▶ _Given passage_:
Managing Longleaf Pine at Auburn University’s Solon Dixon Forestry Center

October 15, 2022, I spent the afternoon (and the following morning) visiting Auburn University’s Solon Dixon Forestry Education Center, where I had last been in 1984 when I served as Alabama Land Manager for Union Camp Corporation. My visit served as a celebratory reunion. Rhett Johnson, who hosted my 1984 tour and served as Solon Dixon Director for 26 years, likewise hosted my October return. Emmett Thompson, Auburn Dean Emeritus, College of Forestry, Wildlife, and Environment, and his son-in-law Ken Pylant also accompanied us. I worked closely with Emmett, who was then Dean, when I served as Director, Alabama Cooperative Extension System 1996-2001.

 

My excitement for re-visiting the The Solon Dixon Center brought back lots of memories, renewed long friendships, and reignited my passion for longleaf pine, a forest type that once extended across 92 million acres from southeastern Virginia to east Texas.

 

America’s Richest Forest

 

I left the Center with a signed copy of Rhett’s (along with Bill Finch, John C. Hall, and Beth Maynor Young) Longleaf, Far as the Eye Can see, a coffee-table-quality treasure that I will cherish! The book carries a tantalizing subtitle: A New Vision of America’s Richest Forest.

 

From the book:

In colonial times, the longleaf turned out to be very valuable for lumber and for the pitch, tar and turpentine made from the trees and believed to be the origin of North Carolina’s moniker, “Tar Heel State.” Eighteenth-century ships were made entirely of wood, and North Carolina was called upon to provide so-called “naval stores” including tar, pitch and turpentine that were used to keep ship bottoms waterproof and afloat.

Of course, much has changed in the South over the last 500 years. A survey conducted in 1996 by a Florida researcher found that less than 0.01 percent of the remaining longleaf pine forests could be considered old growth. This handful of virgin forests is a draw for scientists, serving as a benchmark for conditions prior to European settlement.

▶ _Given information_:
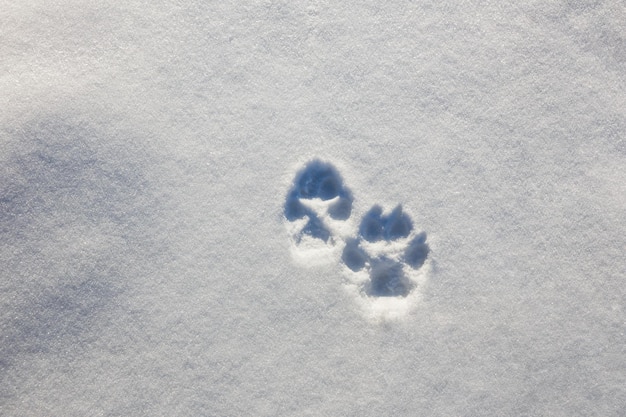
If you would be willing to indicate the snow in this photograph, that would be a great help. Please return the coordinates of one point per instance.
(148, 263)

▶ _Tasks and exercises_:
1. Decide whether each statement agrees with the longleaf pine piece. Answer yes or no for each, and quote the words from the piece that settle it.
(a) Rhett Johnson was the Solon Dixon Director for 26 years.
(b) The writer's earlier visit to the Center was in 1996.
(c) A 1996 survey found that less than 0.01 percent of the remaining longleaf pine forests could be considered old growth.
2. Return the part of the longleaf pine piece starting with "My excitement for" and going on through "America’s Richest Forest.", copied word for word.
3. Resume the longleaf pine piece right after its last sentence.
The lines above come from a separate source and have no connection to the longleaf pine piece.

▶ _The replies_:
1.
(a) Yes: "served as Solon Dixon Director for 26 years"
(b) No: "where I had last been in 1984"
(c) Yes: "found that less than 0.01 percent of the remaining longleaf pine forests could be considered old growth"

2.
My excitement for re-visiting the The Solon Dixon Center brought back lots of memories, renewed long friendships, and reignited my passion for longleaf pine, a forest type that once extended across 92 million acres from southeastern Virginia to east Texas.

 

America’s Richest Forest

 

I left the Center with a signed copy of Rhett’s (along with Bill Finch, John C. Hall, and Beth Maynor Young) Longleaf, Far as the Eye Can see, a coffee-table-quality treasure that I will cherish! The book carries a tantalizing subtitle: A New Vision of America’s Richest Forest.

3.
Only about one percent of their original range remains. Longleaf pine communities may have covered some 92 million acres across its natural range, but now fewer than 3 million acres remain.

Rhett updated the longleaf acreage numbers as we toured the property, indicating that the total acreage had dropped to 2.5 million and now, resulting from dedicated efforts across the south, stands at six million!

Longleaf is a long-lived species, kept vibrant with periodic fire. This stand may be two hundred years old, with widely-spaced overstory, scattered mid-story trees of lower age classes, and fire-dependant herbaceous ground vegetation.

 

William Bartram described such “high pine forests, dark and grassy savannas” from his wanderings 230 years ago. Well over 100 years ago, John Muir spoke of his travels in the longleaf forests:

“In ‘pine barrens’ most of the day.  Low, level, sandy tracts; the pines wide apart; the sunny spaces between full of beautiful abounding grasses, liatris, long, wand-like solidago (goldenrod), saw palmettos, etc., covering the ground in garden style. Here I sauntered in delightful freedom, meeting none of the cat-clawed vines, or shrubs, of the alluvial bottoms.”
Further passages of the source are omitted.